(Given records)

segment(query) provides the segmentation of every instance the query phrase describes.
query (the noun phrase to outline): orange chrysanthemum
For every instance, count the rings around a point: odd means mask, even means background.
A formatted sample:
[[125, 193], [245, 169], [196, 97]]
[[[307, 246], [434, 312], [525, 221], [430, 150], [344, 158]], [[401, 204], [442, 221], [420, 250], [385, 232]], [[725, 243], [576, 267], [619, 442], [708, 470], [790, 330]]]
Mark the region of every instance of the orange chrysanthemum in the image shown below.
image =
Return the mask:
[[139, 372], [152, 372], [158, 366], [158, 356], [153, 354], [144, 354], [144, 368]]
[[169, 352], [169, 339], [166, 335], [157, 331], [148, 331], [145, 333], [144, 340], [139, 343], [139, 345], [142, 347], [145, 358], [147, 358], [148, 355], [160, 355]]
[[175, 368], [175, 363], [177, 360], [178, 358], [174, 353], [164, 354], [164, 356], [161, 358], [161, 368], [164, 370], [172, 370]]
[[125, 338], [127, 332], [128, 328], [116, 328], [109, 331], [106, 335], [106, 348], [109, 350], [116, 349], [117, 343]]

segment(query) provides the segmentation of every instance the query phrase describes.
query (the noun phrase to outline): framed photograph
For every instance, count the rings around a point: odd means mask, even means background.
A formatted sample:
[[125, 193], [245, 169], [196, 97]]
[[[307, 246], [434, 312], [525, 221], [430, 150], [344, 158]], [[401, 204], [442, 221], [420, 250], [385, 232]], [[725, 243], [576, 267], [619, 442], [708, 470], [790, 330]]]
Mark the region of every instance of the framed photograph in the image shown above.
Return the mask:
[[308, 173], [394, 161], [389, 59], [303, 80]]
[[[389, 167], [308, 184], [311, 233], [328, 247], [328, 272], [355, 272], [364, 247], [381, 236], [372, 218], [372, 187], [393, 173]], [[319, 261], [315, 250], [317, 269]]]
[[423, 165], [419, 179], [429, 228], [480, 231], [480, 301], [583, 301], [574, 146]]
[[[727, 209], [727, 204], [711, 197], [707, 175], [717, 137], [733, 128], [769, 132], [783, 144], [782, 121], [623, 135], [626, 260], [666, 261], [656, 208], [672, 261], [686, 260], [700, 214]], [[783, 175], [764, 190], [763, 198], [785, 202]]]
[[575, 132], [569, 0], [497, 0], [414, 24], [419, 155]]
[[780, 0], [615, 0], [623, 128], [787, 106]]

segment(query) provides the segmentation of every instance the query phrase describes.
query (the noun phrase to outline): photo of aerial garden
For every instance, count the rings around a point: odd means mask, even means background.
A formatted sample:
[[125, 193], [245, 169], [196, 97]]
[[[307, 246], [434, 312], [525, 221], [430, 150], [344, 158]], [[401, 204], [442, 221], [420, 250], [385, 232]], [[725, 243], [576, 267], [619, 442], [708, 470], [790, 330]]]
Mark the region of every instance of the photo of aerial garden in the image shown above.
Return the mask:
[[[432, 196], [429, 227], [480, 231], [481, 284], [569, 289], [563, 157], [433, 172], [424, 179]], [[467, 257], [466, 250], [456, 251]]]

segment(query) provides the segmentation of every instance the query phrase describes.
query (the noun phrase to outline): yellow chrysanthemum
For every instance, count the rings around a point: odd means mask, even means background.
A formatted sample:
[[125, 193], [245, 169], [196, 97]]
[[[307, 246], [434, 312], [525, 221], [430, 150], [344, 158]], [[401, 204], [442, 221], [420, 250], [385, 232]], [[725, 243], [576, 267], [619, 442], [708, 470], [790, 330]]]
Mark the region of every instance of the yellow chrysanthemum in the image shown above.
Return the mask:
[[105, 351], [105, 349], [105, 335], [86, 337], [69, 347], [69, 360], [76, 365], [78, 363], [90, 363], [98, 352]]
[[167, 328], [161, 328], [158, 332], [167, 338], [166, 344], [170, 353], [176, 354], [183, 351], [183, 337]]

(End Given records)

[Exercise requirements]:
Write out an exact copy of every record shown above.

[Answer to this task]:
segment(query) provides the segmentation of every instance the query phrase describes.
query (the noun phrase to outline): orange chrysanthemum
For every instance, count the rings around a point: odd means mask, even means background.
A formatted sample:
[[125, 193], [245, 169], [196, 97]]
[[[307, 246], [434, 312], [525, 221], [430, 150], [344, 158]], [[401, 204], [442, 221], [420, 250], [385, 232]], [[725, 243], [576, 267], [619, 442], [708, 470], [790, 330]]]
Mark the region of every instance of the orange chrysanthemum in the image shown below.
image =
Return the mask:
[[139, 372], [152, 372], [158, 366], [158, 356], [153, 354], [144, 354], [144, 368]]
[[169, 352], [169, 339], [166, 335], [157, 331], [148, 331], [145, 333], [144, 340], [139, 343], [139, 345], [142, 347], [145, 358], [147, 358], [148, 355], [160, 355]]
[[175, 368], [175, 363], [177, 360], [178, 358], [174, 353], [164, 354], [164, 356], [161, 358], [161, 368], [164, 370], [172, 370]]
[[125, 338], [127, 332], [128, 328], [116, 328], [109, 331], [106, 335], [106, 348], [109, 350], [116, 349], [117, 343]]

segment(query) provides the segmentation of every instance the query phrase describes.
query (the noun phrase to outline): framed photograph
For every instance, count the rings around a point: odd means mask, even means background.
A formatted sample:
[[125, 193], [245, 169], [196, 97]]
[[[307, 246], [434, 312], [525, 221], [430, 150], [344, 158]], [[401, 204], [442, 221], [420, 250], [385, 232]], [[725, 243], [576, 267], [619, 442], [708, 470], [790, 330]]]
Mark the region of every instance of the framed photograph in the image shown above.
Return the mask:
[[308, 173], [394, 161], [389, 59], [303, 80]]
[[[389, 167], [308, 184], [311, 233], [328, 247], [328, 272], [355, 272], [364, 247], [381, 236], [372, 218], [372, 187], [393, 173]], [[319, 261], [315, 250], [317, 269]]]
[[423, 165], [419, 179], [429, 228], [480, 231], [480, 301], [583, 301], [574, 146]]
[[[727, 209], [727, 204], [711, 197], [707, 175], [717, 137], [733, 128], [769, 132], [783, 144], [782, 121], [623, 135], [626, 260], [666, 261], [656, 208], [672, 261], [686, 260], [700, 214]], [[783, 175], [764, 190], [763, 198], [785, 202]]]
[[575, 132], [569, 0], [497, 0], [414, 24], [419, 155]]
[[780, 0], [615, 0], [623, 128], [787, 106]]

segment(query) provides the segmentation of every instance the query phrase describes.
query (the noun phrase to outline): photo of aerial garden
For every instance, count the rings around a point: odd means mask, even means background.
A formatted sample:
[[125, 193], [245, 169], [196, 97]]
[[[307, 246], [434, 312], [525, 221], [430, 150], [344, 158]], [[401, 204], [442, 221], [420, 250], [385, 232]], [[725, 243], [576, 267], [619, 442], [708, 470], [790, 330]]]
Mark the region of every instance of the photo of aerial garden in the image shown above.
Return the mask:
[[[432, 196], [429, 227], [480, 231], [481, 284], [569, 289], [563, 157], [433, 172], [424, 179]], [[467, 257], [466, 250], [456, 251]]]

segment(query) provides the segmentation of every instance the query phrase describes.
query (the noun phrase to outline): yellow chrysanthemum
For every instance, count the rings around a point: odd means mask, even means background.
A formatted sample:
[[125, 193], [245, 169], [196, 97]]
[[[307, 246], [434, 312], [525, 221], [430, 150], [344, 158]], [[401, 204], [442, 221], [420, 250], [385, 232]], [[725, 243], [576, 267], [619, 442], [708, 470], [790, 330]]]
Mark the region of every instance of the yellow chrysanthemum in the image shown above.
Return the mask:
[[105, 351], [105, 349], [105, 335], [86, 337], [69, 347], [69, 360], [76, 365], [78, 363], [90, 363], [98, 352]]
[[167, 328], [161, 328], [158, 332], [167, 338], [166, 344], [170, 353], [176, 354], [183, 351], [183, 337]]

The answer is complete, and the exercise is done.